== Requirement ==
The records sit below this line. Repeat all of them exactly.

BEGIN Data listing

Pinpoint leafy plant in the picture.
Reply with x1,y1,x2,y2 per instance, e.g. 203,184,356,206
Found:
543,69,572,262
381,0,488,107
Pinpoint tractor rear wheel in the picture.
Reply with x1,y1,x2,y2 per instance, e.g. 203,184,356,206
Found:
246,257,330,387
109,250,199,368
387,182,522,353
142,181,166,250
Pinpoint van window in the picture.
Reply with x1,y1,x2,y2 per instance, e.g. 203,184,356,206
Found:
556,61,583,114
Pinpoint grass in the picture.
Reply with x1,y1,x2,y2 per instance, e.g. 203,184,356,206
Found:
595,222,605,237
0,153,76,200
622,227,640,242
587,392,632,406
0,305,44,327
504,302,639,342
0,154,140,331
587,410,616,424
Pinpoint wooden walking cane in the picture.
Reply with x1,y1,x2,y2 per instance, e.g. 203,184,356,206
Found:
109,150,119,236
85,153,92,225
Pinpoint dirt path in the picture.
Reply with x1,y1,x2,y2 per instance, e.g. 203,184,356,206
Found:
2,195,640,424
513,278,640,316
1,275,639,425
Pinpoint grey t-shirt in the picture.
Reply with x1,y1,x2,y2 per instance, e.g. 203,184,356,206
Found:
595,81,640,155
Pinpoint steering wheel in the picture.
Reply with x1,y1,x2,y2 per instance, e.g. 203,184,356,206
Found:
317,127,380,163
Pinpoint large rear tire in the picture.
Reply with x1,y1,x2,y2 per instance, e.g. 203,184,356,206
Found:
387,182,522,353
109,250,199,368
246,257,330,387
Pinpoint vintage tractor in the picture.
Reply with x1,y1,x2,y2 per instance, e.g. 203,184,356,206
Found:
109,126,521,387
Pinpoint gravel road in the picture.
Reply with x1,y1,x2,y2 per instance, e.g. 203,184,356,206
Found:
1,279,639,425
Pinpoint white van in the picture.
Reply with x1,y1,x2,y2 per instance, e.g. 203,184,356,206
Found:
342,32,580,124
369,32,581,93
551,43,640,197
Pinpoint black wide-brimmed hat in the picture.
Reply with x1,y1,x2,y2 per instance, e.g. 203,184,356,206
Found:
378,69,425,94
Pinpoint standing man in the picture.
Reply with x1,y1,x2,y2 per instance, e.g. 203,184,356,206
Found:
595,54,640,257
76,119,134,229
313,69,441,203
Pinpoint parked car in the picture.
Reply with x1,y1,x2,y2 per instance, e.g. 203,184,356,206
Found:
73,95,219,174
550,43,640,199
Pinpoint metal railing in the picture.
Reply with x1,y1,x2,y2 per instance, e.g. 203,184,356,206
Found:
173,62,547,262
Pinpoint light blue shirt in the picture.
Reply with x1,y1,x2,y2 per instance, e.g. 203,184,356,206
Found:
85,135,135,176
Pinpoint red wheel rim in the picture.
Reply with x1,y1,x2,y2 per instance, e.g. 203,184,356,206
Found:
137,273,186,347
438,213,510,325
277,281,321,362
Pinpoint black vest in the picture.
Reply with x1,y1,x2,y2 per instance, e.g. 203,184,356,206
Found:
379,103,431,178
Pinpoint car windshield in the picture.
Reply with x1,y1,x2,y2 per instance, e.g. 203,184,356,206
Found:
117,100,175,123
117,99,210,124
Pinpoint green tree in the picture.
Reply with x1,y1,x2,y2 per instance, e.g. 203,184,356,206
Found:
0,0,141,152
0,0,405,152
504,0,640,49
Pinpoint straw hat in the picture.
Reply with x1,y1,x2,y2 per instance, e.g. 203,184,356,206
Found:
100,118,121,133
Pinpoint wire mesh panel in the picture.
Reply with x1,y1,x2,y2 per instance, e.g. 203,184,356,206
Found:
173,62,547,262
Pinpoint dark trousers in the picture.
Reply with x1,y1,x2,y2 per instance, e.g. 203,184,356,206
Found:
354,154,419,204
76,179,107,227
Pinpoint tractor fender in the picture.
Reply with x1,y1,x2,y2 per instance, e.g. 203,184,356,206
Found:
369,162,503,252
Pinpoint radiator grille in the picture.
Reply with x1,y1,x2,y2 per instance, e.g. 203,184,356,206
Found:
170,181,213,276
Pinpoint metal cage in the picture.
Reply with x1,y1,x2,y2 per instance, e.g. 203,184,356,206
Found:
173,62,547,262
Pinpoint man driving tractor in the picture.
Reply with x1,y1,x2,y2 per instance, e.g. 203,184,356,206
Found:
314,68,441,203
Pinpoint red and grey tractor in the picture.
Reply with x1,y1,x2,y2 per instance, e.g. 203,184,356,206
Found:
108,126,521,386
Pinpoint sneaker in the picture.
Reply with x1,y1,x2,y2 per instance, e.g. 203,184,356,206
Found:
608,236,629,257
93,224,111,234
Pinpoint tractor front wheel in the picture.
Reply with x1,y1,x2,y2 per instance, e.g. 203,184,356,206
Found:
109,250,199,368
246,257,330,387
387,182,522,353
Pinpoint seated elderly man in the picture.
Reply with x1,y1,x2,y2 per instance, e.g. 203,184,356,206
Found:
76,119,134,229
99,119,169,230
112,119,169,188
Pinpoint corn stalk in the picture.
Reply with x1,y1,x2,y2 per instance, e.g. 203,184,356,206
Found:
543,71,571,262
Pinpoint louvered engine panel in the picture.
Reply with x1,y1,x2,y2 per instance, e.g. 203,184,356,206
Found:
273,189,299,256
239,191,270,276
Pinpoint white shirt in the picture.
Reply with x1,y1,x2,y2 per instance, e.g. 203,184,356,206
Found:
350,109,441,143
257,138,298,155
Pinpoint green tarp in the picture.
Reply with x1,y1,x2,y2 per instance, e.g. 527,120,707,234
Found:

END Data listing

== Task response ==
Pinpoint leafy plant in the picture.
Reply with x1,y1,x2,y2 per instance, e.g. 203,184,356,206
Found:
543,69,572,262
381,0,488,107
Pinpoint tractor rear wheel in the picture.
Reply with x1,y1,x2,y2 per instance, e.g. 203,184,356,206
Found:
246,257,330,387
109,250,199,368
387,182,522,353
142,181,166,250
Pinpoint van window in the picture.
Reply with x1,y1,x2,y2 per instance, e.g. 203,184,356,206
Found:
556,61,583,114
Pinpoint grass in the picture.
Reply with x1,y1,x2,y2 per instance, e.g. 203,184,356,206
Found:
595,222,605,237
0,153,76,200
622,227,640,242
587,392,632,406
0,305,44,327
504,302,639,342
0,154,140,331
587,410,616,424
Pinpoint wooden walking cane in the picture.
Reply with x1,y1,x2,y2 per instance, e.g. 203,184,356,206
Found:
109,150,119,236
85,153,92,225
Pinpoint dirt path in the picture.
Reply with x1,y1,x2,y2 per instance, e.g. 203,184,356,206
Found:
2,195,640,424
513,278,640,316
1,275,639,425
Pinpoint grey t-shirt in the picture.
Reply with x1,y1,x2,y2 per instance, e.g. 203,184,356,206
Found:
595,81,640,155
Pinpoint steering wheel in the picture.
Reply with x1,y1,x2,y2 per instance, e.g. 203,184,356,206
Found:
317,127,380,163
Pinpoint large rear tire in the picture.
Reply with x1,y1,x2,y2 per instance, e.g. 203,184,356,206
Found:
387,182,522,353
109,250,199,368
246,257,330,387
Pinpoint vintage tractor in the picture.
Reply with x1,y1,x2,y2 per instance, e.g. 203,184,356,206
Found:
109,126,521,387
Pinpoint gravel road in the picture.
Reply with x1,y1,x2,y2 per instance, e.g. 203,184,356,206
Found:
1,279,639,425
Pinpoint white van in the picture.
Reply with x1,y1,x2,y2 per instance, e.g. 203,184,356,206
Found:
342,32,580,124
369,32,581,93
551,43,640,197
Pinpoint black wide-brimmed hat in the picture.
Reply with x1,y1,x2,y2 per instance, e.g. 203,184,356,206
Found:
378,69,425,94
Pinpoint standing man in the picture.
Reply with x1,y1,x2,y2 per instance, e.g. 203,184,356,206
Found:
595,54,640,257
76,119,134,229
313,69,441,203
Pinpoint parked car in the picture.
Reply with x1,y1,x2,y2 per instance, e.g. 203,184,356,206
Found:
73,95,219,174
550,43,640,199
Pinpoint metal railing in the picture.
Reply with x1,y1,x2,y2 per instance, e.g. 203,184,356,206
Found:
173,62,547,262
Pinpoint light blue shirt in the picture.
Reply with x1,y1,x2,y2 per instance, e.g. 203,184,356,206
Found:
85,135,135,176
Pinpoint red wheel rim in the picture.
Reply with x1,y1,x2,y2 per instance, e.g. 203,184,356,206
Found:
137,273,186,347
438,213,510,325
277,281,321,362
Pinpoint black vest in the picture.
Reply with x1,y1,x2,y2 per instance, e.g. 203,184,356,206
Found:
379,103,431,178
Pinpoint car windshield in the picture.
Reply with x1,y1,x2,y2 per instance, e.g. 203,184,356,206
Found:
117,100,175,123
117,99,210,124
Pinpoint green tree in the picture.
Reply with x1,y1,x2,y2 per instance, e.g. 203,184,356,206
Found:
0,0,141,152
0,0,405,152
504,0,640,49
Pinpoint straw hat in the picture.
Reply with x1,y1,x2,y2 per instance, e.g. 203,184,356,206
Found:
100,118,121,133
Pinpoint wire mesh panel in the picture.
Reply with x1,y1,x2,y2 per instance, e.g. 203,184,356,206
Found:
173,62,547,262
Pinpoint dark trousers in the picture.
Reply with x1,y1,x2,y2 per instance, e.g. 203,184,356,206
Found:
354,154,419,204
76,179,107,227
Pinpoint tractor fender in the picture.
Reply with x1,y1,x2,y2 per instance, e.g. 203,184,356,206
Found:
369,162,503,252
Pinpoint radiator grille in the picture.
Reply with x1,y1,x2,y2 per instance, e.g. 203,184,356,206
Found:
170,181,213,276
Pinpoint metal cage in the picture.
Reply with x1,y1,x2,y2 per instance, e.g. 203,184,356,206
Found:
173,62,547,262
Pinpoint man driving tractor in the picture.
Reply with x1,y1,x2,y2 per instance, e.g. 203,184,356,206
Found:
314,68,441,203
Pinpoint red and grey tractor in the picture.
Reply with x1,y1,x2,y2 per instance, e.g. 203,184,356,206
Found:
108,126,521,386
Pinpoint sneaker in the picture.
Reply with x1,y1,x2,y2 per instance, e.g. 203,184,356,206
Found:
608,236,629,257
93,224,111,234
Pinpoint tractor front wheel in the picture.
Reply with x1,y1,x2,y2 per instance, e.g. 203,184,356,206
Found:
109,250,199,368
246,257,330,387
387,182,522,353
Pinpoint seated elderly man in the picture.
Reply with x1,y1,x2,y2 per instance, e.g. 203,184,356,206
Found:
76,119,134,229
99,119,169,230
112,119,169,188
Pinpoint corn stalk in the picture.
Reply with x1,y1,x2,y2 per instance, e.g. 203,184,356,206
Found:
543,71,571,262
Pinpoint louvered engine panel in the picture.
Reply with x1,y1,x2,y2 per instance, e.g. 203,184,356,206
Found:
273,189,299,256
239,191,270,276
Pinpoint white shirt in the picture.
Reply with x1,y1,x2,y2 per instance, e.g. 203,184,356,206
Found:
350,109,441,143
257,138,298,155
Pinpoint green tarp in the picture.
Reply with x1,y1,x2,y2 per instance, e.g. 527,120,707,234
Found:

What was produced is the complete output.